:: TASK INPUT ::
------------------------------------------------

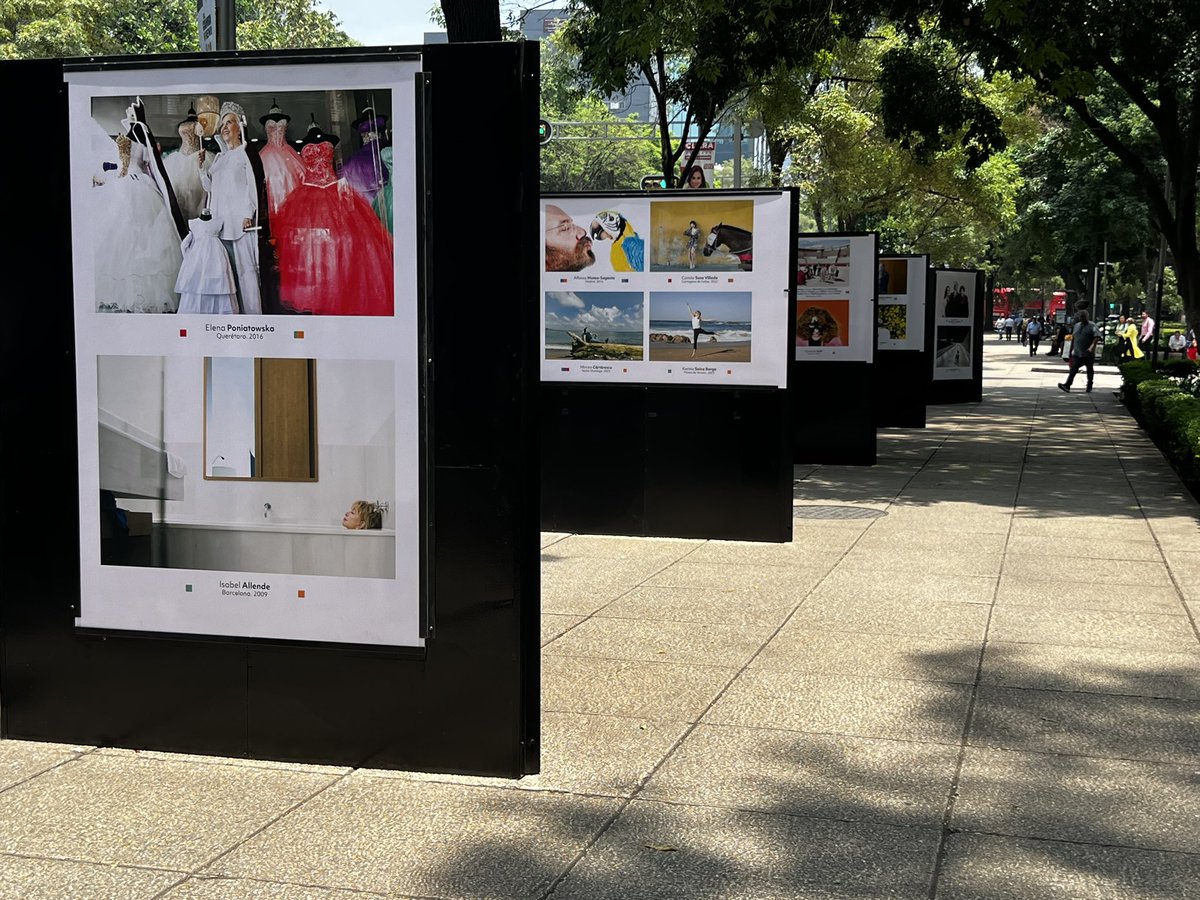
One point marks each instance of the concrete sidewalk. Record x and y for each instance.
(975, 673)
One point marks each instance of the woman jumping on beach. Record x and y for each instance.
(697, 329)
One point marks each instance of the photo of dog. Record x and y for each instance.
(823, 323)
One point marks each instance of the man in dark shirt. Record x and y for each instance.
(1084, 339)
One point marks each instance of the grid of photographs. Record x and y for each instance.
(247, 364)
(665, 289)
(834, 297)
(900, 310)
(953, 298)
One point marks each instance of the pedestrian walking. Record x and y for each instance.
(1084, 339)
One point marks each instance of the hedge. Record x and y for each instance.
(1168, 413)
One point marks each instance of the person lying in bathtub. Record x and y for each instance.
(363, 514)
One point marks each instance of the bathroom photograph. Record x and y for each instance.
(249, 465)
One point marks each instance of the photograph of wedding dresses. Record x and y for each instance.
(239, 203)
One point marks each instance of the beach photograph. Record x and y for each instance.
(822, 263)
(822, 323)
(701, 235)
(700, 325)
(594, 324)
(953, 348)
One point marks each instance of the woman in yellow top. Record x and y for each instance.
(1128, 333)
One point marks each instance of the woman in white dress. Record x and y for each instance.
(233, 199)
(137, 253)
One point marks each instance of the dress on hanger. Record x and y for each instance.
(185, 173)
(282, 168)
(335, 255)
(383, 199)
(137, 253)
(365, 171)
(205, 281)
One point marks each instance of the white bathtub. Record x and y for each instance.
(276, 547)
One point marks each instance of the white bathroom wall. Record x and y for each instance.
(131, 388)
(355, 450)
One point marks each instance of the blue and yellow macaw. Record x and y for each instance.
(628, 249)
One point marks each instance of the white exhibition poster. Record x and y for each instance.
(953, 298)
(247, 357)
(688, 288)
(900, 309)
(835, 277)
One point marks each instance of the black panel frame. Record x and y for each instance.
(901, 377)
(831, 402)
(625, 460)
(961, 390)
(469, 702)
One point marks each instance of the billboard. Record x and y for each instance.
(835, 297)
(900, 309)
(666, 289)
(954, 297)
(247, 351)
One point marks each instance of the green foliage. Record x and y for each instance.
(697, 55)
(84, 28)
(1168, 409)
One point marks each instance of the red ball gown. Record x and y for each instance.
(335, 256)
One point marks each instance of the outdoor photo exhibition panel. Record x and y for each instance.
(901, 303)
(835, 277)
(247, 351)
(673, 289)
(955, 306)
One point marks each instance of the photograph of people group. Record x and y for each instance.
(245, 203)
(669, 237)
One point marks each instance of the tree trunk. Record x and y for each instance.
(472, 19)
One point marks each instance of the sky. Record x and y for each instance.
(384, 22)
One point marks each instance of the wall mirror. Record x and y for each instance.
(261, 419)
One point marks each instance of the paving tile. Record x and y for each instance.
(808, 555)
(1096, 670)
(34, 879)
(150, 813)
(21, 760)
(210, 888)
(867, 575)
(1056, 593)
(556, 624)
(991, 868)
(1051, 549)
(551, 538)
(1113, 576)
(1092, 628)
(1087, 725)
(821, 775)
(1081, 529)
(708, 605)
(401, 837)
(754, 579)
(619, 547)
(839, 705)
(917, 618)
(642, 690)
(660, 851)
(1075, 798)
(799, 649)
(664, 641)
(927, 543)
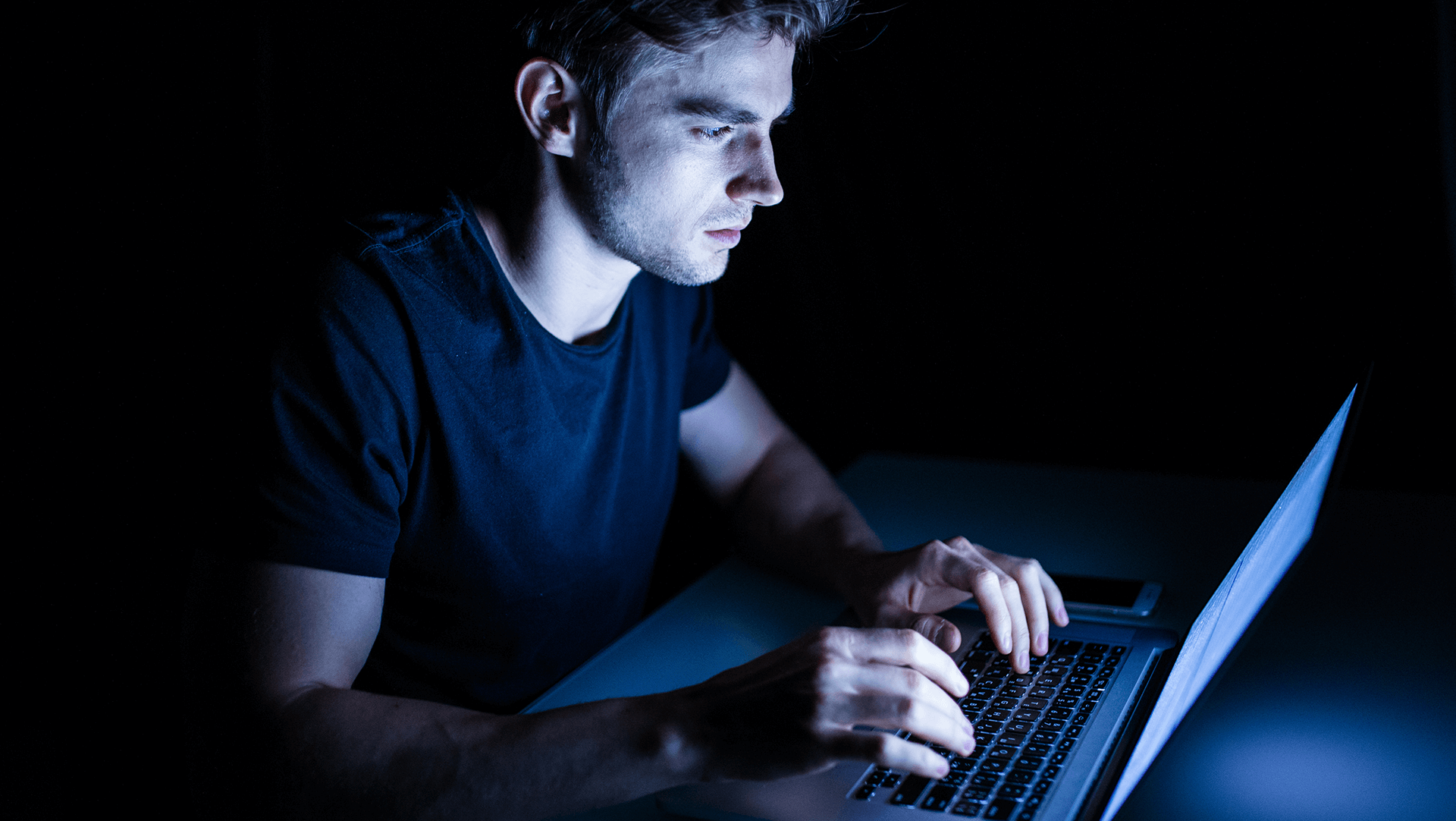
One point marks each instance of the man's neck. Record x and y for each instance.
(565, 278)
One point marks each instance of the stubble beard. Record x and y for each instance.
(619, 223)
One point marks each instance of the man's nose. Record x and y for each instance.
(758, 181)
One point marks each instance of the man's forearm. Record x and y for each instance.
(360, 754)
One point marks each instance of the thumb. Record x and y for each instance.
(940, 631)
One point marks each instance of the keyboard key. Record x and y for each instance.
(1011, 791)
(1003, 751)
(910, 791)
(956, 779)
(1001, 810)
(938, 800)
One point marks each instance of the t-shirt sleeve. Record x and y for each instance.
(707, 360)
(340, 429)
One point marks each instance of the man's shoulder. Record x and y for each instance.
(406, 229)
(435, 255)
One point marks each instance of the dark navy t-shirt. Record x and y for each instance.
(513, 488)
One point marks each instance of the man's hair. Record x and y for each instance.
(606, 44)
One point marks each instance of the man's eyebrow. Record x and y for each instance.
(721, 111)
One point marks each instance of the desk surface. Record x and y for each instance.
(1185, 533)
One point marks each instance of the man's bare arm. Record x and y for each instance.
(348, 753)
(795, 518)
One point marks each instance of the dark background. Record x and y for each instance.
(1133, 236)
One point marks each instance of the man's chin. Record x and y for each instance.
(691, 277)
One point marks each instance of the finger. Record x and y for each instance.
(889, 751)
(986, 586)
(899, 697)
(908, 648)
(941, 632)
(1055, 603)
(1019, 635)
(1028, 578)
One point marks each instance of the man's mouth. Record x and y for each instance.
(730, 234)
(727, 236)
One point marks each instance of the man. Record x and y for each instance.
(476, 448)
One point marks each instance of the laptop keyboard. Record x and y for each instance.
(1027, 728)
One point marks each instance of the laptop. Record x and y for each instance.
(1075, 735)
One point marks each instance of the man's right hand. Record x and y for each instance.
(791, 711)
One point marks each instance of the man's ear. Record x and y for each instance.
(551, 102)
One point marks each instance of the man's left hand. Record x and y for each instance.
(908, 589)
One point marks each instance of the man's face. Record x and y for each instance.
(689, 156)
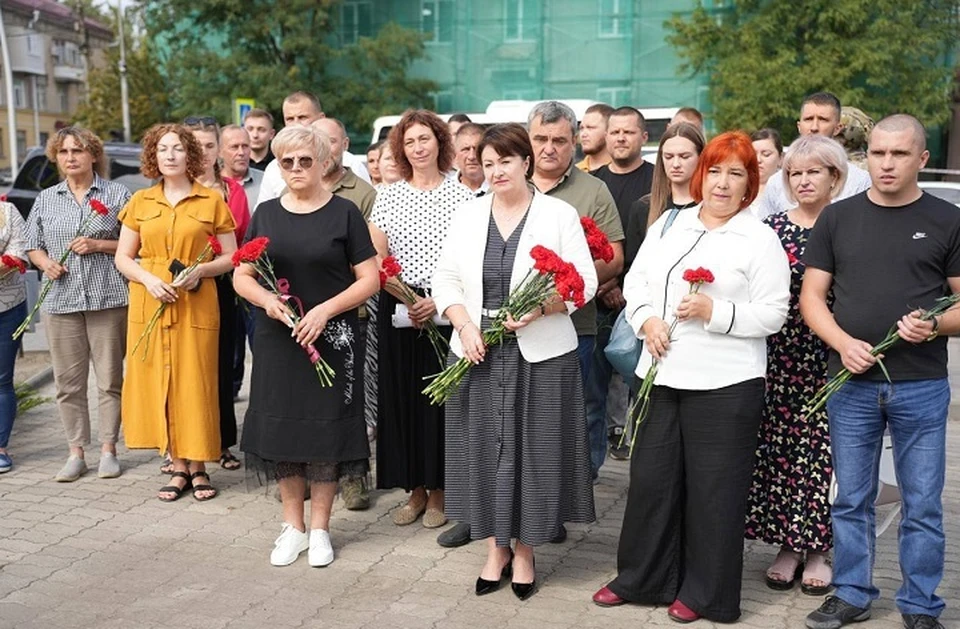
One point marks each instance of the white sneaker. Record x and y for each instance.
(289, 545)
(321, 550)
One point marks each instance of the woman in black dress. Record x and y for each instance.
(299, 430)
(791, 482)
(409, 221)
(518, 461)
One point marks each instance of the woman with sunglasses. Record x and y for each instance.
(170, 394)
(85, 313)
(207, 133)
(297, 430)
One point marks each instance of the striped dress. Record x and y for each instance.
(517, 454)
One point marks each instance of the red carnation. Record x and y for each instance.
(391, 267)
(14, 263)
(699, 275)
(99, 207)
(251, 251)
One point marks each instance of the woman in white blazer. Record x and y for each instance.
(681, 542)
(518, 462)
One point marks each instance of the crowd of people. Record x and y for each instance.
(806, 256)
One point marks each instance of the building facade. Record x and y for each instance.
(51, 50)
(607, 50)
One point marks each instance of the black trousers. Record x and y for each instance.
(682, 535)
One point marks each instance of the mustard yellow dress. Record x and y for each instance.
(170, 398)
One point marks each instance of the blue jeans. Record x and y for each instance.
(9, 321)
(916, 414)
(595, 389)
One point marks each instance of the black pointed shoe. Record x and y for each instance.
(488, 587)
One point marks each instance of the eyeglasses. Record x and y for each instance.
(289, 163)
(198, 121)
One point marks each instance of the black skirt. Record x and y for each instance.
(410, 436)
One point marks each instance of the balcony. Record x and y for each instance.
(69, 73)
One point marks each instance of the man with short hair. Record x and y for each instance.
(593, 137)
(469, 170)
(339, 179)
(819, 114)
(884, 255)
(629, 177)
(303, 108)
(455, 121)
(235, 153)
(259, 124)
(688, 114)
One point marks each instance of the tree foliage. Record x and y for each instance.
(146, 87)
(764, 56)
(218, 50)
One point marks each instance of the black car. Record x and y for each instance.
(38, 173)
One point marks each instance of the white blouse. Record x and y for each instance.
(750, 293)
(416, 223)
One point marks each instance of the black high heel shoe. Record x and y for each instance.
(523, 591)
(486, 587)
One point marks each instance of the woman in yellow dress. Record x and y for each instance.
(169, 398)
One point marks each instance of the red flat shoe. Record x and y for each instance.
(681, 613)
(605, 597)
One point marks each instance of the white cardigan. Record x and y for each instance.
(751, 296)
(458, 278)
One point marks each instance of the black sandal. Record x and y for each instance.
(205, 487)
(228, 461)
(173, 489)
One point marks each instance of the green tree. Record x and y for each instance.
(218, 50)
(763, 57)
(146, 87)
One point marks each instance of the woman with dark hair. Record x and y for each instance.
(677, 157)
(766, 142)
(682, 538)
(207, 132)
(409, 221)
(518, 459)
(86, 309)
(170, 393)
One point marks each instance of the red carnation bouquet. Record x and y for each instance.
(96, 209)
(641, 405)
(213, 249)
(391, 268)
(600, 247)
(11, 264)
(254, 253)
(549, 277)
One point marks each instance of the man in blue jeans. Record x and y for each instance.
(885, 254)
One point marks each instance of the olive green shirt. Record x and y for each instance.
(352, 188)
(592, 199)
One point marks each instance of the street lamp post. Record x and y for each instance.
(11, 104)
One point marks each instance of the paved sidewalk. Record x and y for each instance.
(107, 554)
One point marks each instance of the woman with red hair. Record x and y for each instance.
(681, 542)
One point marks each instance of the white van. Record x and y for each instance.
(499, 111)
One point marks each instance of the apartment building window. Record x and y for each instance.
(19, 94)
(436, 20)
(41, 94)
(63, 98)
(613, 14)
(614, 96)
(356, 20)
(520, 20)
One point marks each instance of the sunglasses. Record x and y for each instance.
(289, 163)
(206, 121)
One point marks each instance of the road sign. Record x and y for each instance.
(241, 107)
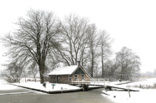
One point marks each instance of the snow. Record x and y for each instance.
(143, 96)
(49, 86)
(6, 86)
(67, 70)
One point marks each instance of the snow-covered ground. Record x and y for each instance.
(49, 86)
(143, 96)
(6, 86)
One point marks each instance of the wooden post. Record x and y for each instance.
(129, 93)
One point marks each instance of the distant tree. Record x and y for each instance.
(34, 39)
(128, 63)
(33, 70)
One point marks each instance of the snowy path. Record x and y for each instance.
(6, 86)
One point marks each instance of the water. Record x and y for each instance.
(92, 96)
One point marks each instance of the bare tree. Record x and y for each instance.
(34, 39)
(92, 45)
(104, 44)
(128, 63)
(74, 40)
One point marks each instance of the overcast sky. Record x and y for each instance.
(130, 23)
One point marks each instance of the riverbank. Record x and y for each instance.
(52, 88)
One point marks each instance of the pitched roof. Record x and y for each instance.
(67, 70)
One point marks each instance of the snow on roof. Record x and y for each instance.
(67, 70)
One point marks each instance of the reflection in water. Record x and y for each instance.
(92, 96)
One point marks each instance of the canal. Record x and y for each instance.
(92, 96)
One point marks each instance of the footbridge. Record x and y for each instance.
(103, 84)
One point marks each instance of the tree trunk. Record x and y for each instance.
(42, 70)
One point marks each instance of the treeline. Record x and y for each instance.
(42, 42)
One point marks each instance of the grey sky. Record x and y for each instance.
(130, 23)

------------------------------------------------

:: WHAT TO PRODUCE ::
Rewrite the lines starting at the one containing "One point marks each instance of the apartment" and ending at the last line of the records, with "overcast" changed to "cloudy" and everything else left as it is. Leave the pictures out of your answer.

:: FINISHED TASK ::
One point marks each instance of the apartment building window. Record x and y for each instance.
(19, 94)
(436, 20)
(41, 94)
(63, 98)
(613, 14)
(614, 96)
(356, 20)
(520, 20)
One point marks each instance of the sunglasses. Record x and y for each instance.
(289, 163)
(206, 121)
One point marks each instance of the road sign. Record x and y for each instance.
(241, 107)
One point marks each instance of the snow. Record x and y for each instance.
(143, 96)
(49, 86)
(6, 86)
(67, 70)
One point marks each instance of the snow-covered ground. Record x and y for each instance.
(49, 86)
(143, 96)
(6, 86)
One point marks each instance of the wooden post. Record x and y for each instance.
(129, 93)
One point marks each instance of the distant tree. Record x and y for each instance.
(34, 39)
(128, 63)
(33, 70)
One point marks each instance of the snowy path. Record x and y for each instance.
(6, 86)
One point marks each instance of the water. Record x and y for each instance.
(92, 96)
One point marks each instance of the bare tree. Record x and y for each instance.
(34, 39)
(92, 45)
(104, 44)
(128, 63)
(74, 40)
One point marks each instance of the cloudy sky. Record x and y for each instance.
(130, 23)
One point marks each instance of the riverbank. Record x and y for each instance.
(52, 88)
One point marks each instance of the pitched roof. Record x and y for each instance.
(67, 70)
One point marks each instance of the snow on roof. Record x and y for each instance.
(67, 70)
One point marks each instance of the reflection in water. Record x and y for each instance.
(92, 96)
One point marks each instance of the canal. Record x and y for each instance.
(92, 96)
One point marks each instance of the footbridge. Record x and y for each instance.
(103, 84)
One point marks each instance of the tree trunk. Record x and y for each instance.
(42, 70)
One point marks each instance of the treeline. Record x and y for each instance.
(42, 42)
One point marks each instance of the grey sky. Record x and y for each instance.
(130, 23)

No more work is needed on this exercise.